Repeat the entries below in full, with every character unchanged.
### SOURCE MATERIAL ###
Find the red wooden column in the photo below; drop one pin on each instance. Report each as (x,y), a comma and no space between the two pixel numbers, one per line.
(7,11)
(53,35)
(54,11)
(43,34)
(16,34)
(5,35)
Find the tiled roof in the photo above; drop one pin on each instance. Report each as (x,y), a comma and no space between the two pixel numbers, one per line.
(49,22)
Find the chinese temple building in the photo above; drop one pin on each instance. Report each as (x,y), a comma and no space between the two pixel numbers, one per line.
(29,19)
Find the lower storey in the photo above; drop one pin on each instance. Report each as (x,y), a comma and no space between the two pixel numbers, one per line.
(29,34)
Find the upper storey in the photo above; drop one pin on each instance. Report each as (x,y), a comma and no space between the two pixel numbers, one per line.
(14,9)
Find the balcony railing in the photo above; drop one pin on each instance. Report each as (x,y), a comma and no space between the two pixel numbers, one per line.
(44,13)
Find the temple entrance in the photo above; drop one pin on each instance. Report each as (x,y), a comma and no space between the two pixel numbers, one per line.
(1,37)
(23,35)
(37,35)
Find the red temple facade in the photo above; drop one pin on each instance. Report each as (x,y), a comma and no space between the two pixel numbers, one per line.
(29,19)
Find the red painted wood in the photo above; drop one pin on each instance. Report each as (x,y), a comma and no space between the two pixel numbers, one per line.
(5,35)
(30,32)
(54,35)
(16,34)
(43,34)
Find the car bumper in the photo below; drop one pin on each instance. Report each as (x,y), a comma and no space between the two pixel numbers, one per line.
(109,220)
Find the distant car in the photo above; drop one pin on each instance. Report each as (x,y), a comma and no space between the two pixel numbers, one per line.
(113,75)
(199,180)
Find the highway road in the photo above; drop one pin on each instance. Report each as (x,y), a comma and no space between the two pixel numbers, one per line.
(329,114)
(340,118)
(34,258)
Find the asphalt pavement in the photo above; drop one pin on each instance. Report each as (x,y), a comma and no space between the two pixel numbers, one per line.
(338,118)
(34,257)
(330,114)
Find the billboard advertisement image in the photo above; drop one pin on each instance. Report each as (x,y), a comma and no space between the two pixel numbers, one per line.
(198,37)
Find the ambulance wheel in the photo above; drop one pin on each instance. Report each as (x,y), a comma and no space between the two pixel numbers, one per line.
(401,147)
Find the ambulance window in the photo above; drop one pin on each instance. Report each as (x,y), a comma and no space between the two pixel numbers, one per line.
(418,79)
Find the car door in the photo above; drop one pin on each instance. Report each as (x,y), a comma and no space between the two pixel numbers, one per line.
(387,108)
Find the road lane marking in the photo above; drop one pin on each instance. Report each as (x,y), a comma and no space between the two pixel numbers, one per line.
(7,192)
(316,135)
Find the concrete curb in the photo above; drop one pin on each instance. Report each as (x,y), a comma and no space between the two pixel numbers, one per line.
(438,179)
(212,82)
###
▶ **RESPONSE AREA**
Find the red wooden column in the photo below; drop one pin on each instance. Report each as (x,y), a comma and no space between the two pixel numbers, one per line.
(7,11)
(53,35)
(54,11)
(43,34)
(16,34)
(5,35)
Find the tiled roof in the photo above; drop one pin on each instance. Report each as (x,y), a comma and no space between the two pixel numbers, one per line.
(49,22)
Find the chinese temple building in the photo above; drop one pin on each instance. Report each as (x,y), a comma and no space between the two pixel numbers, one per line.
(29,19)
Find the lower storey in the photo above; drop one pin on each instance. Report each as (x,y), a comma and no space between the two pixel numbers, one per line.
(29,34)
Find the upper storey in the photo above; drop one pin on each instance. Report each as (x,y), a comma and no space between the two pixel numbers, one per line.
(14,9)
Find the balcony railing in the photo above; drop one pin on each instance. Report each as (x,y), a comma and no space between the two pixel numbers, one per line.
(44,13)
Find the temple entrance in the photo above; drop one pin on each instance. Report each as (x,y), a comma and no space between the two pixel numbers, one per line.
(1,37)
(23,35)
(37,35)
Find the red temple facade in the photo above; drop one pin on each instance. Report each as (x,y), a comma and no space between the two pixel numbers, one per line.
(29,19)
Find the red painted wood in the photo above; drop one pin on each instance. Report each as (x,y), a comma and no space between the two pixel numbers, one per line.
(5,35)
(30,32)
(54,35)
(16,34)
(43,34)
Find the car bumper in the photo below; drop one pin on each instance. Report each as (x,y), a comma and no space between the two pixel numbers, one per line.
(109,220)
Find the distant car in the photo above; drop one pin on each instance. Report each as (x,y), a comma and no space between the two pixel numbers, one per line.
(113,75)
(199,180)
Find the highway road in the photo above; drop one pin on each instance. Report each as (x,y), a comma and no space between the two pixel numbers, one per line.
(329,114)
(340,118)
(34,258)
Find the asphalt pavement in the photo above; drop one pin on each instance. Report each as (x,y), a comma and no space between the two pixel numbers, one per line.
(338,118)
(34,257)
(330,114)
Find the billboard advertisement image in the photo above; drop one pin on each instance. Report each as (x,y), a comma and no space between the two pixel numbers, one per line.
(198,37)
Find the ambulance wheel in the photo above; drop one pin on each instance. Report each as (x,y), a comma and no space between the two pixel numbers, one per line.
(401,147)
Find the ambulance window in the photo above; drop one pin on each instance. Report each as (x,y), a comma and no space between the two pixel numbers, one per line.
(418,79)
Find the car door in the photo above; drop one pin on each instance. Report each as (x,y), a comma and no space between the two pixel numbers, one per line.
(387,108)
Find the road lane marking in the photo above; drop one pin on each instance. Report each as (x,y), a comma and no space between the two pixel numbers, one per line.
(7,192)
(316,135)
Find the concrete curb in the photo above; drop one pin on each instance. Report each as (x,y), a comma and no space between the two pixel numbers, one per line.
(438,179)
(212,82)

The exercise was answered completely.